▸ **OBJECTIVE**: Arrange all of the records below as a JSON list of strings, with one string for each line and no blank lines. Leave the pictures out of the list.

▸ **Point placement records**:
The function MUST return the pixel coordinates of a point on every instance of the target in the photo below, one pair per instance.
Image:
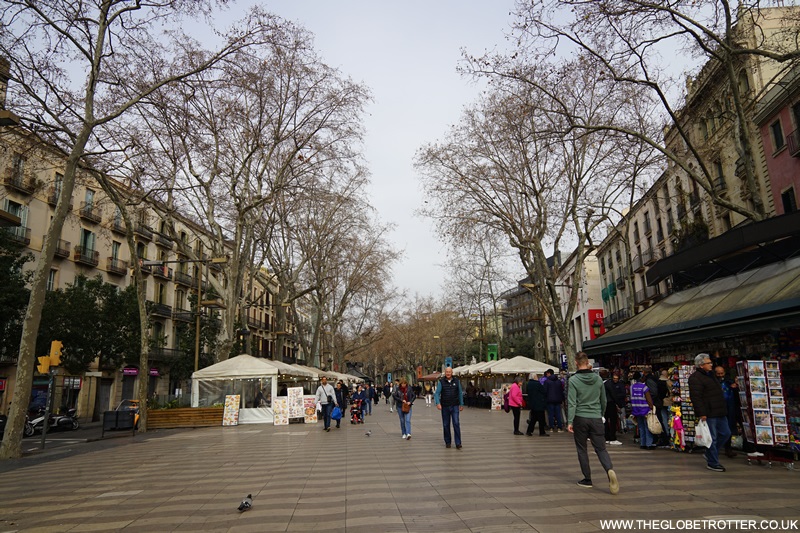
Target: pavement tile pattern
(304, 479)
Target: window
(778, 141)
(789, 200)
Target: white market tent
(244, 375)
(521, 365)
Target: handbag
(653, 423)
(702, 435)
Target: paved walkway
(303, 479)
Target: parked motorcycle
(68, 421)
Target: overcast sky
(406, 52)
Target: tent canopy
(521, 365)
(240, 367)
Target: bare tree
(633, 42)
(516, 166)
(74, 67)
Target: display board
(230, 415)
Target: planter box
(185, 417)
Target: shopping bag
(653, 423)
(702, 435)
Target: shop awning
(760, 299)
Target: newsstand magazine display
(764, 415)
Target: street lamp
(212, 304)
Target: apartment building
(93, 242)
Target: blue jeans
(326, 414)
(405, 420)
(451, 414)
(645, 437)
(720, 433)
(554, 414)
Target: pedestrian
(615, 400)
(340, 401)
(586, 400)
(555, 397)
(730, 391)
(515, 402)
(404, 399)
(708, 402)
(449, 399)
(641, 405)
(537, 403)
(326, 398)
(369, 397)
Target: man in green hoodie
(586, 398)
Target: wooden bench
(186, 417)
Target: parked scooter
(68, 421)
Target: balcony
(19, 183)
(86, 256)
(117, 226)
(793, 139)
(162, 272)
(144, 231)
(637, 264)
(62, 248)
(53, 195)
(90, 212)
(182, 315)
(650, 256)
(161, 310)
(20, 234)
(164, 241)
(117, 266)
(182, 278)
(165, 354)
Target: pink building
(778, 118)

▸ **EXERCISE SOLUTION**:
[
  "The function MUST return the pixel coordinates of a point on every instance of the target in the photo below, one pair per instance.",
  "Image:",
  "Target: pavement tile pattern",
  "(304, 479)",
  "Target: window",
  "(778, 141)",
  "(789, 200)",
  "Target: white market tent",
  "(244, 375)",
  "(521, 365)",
  "Target: handbag",
  "(653, 423)",
  "(702, 435)",
  "Target: paved walkway",
  "(303, 479)",
  "Target: parked motorcycle",
  "(68, 421)",
  "Target: overcast sky",
  "(406, 52)",
  "Target: tent canopy",
  "(521, 365)",
  "(240, 367)",
  "Target: bare tree",
  "(633, 42)",
  "(516, 166)",
  "(74, 67)",
  "Target: display board",
  "(230, 415)",
  "Target: planter box",
  "(185, 417)",
  "Target: shopping bag",
  "(653, 423)",
  "(702, 435)",
  "Target: shop awning",
  "(760, 299)",
  "Target: newsstand magazine display",
  "(764, 415)",
  "Target: street lamp",
  "(212, 304)",
  "Target: apartment building",
  "(93, 242)",
  "Target: blue jeans",
  "(326, 414)",
  "(405, 420)",
  "(451, 414)",
  "(645, 437)",
  "(720, 433)",
  "(554, 414)",
  "Target: pedestrian",
  "(615, 400)",
  "(340, 401)",
  "(586, 400)",
  "(555, 397)",
  "(730, 391)",
  "(515, 402)",
  "(404, 399)",
  "(708, 402)",
  "(449, 399)",
  "(641, 405)",
  "(537, 403)",
  "(326, 398)",
  "(369, 397)",
  "Target: man in green hoodie",
  "(586, 398)",
  "Target: wooden bench",
  "(186, 417)",
  "Target: parked scooter",
  "(68, 421)",
  "Target: balcony",
  "(19, 183)",
  "(86, 256)",
  "(117, 226)",
  "(793, 139)",
  "(162, 272)",
  "(144, 231)",
  "(637, 264)",
  "(62, 248)",
  "(53, 195)",
  "(90, 212)",
  "(182, 315)",
  "(650, 256)",
  "(161, 310)",
  "(20, 234)",
  "(164, 241)",
  "(117, 266)",
  "(182, 278)",
  "(165, 354)",
  "Target: pink building",
  "(778, 118)"
]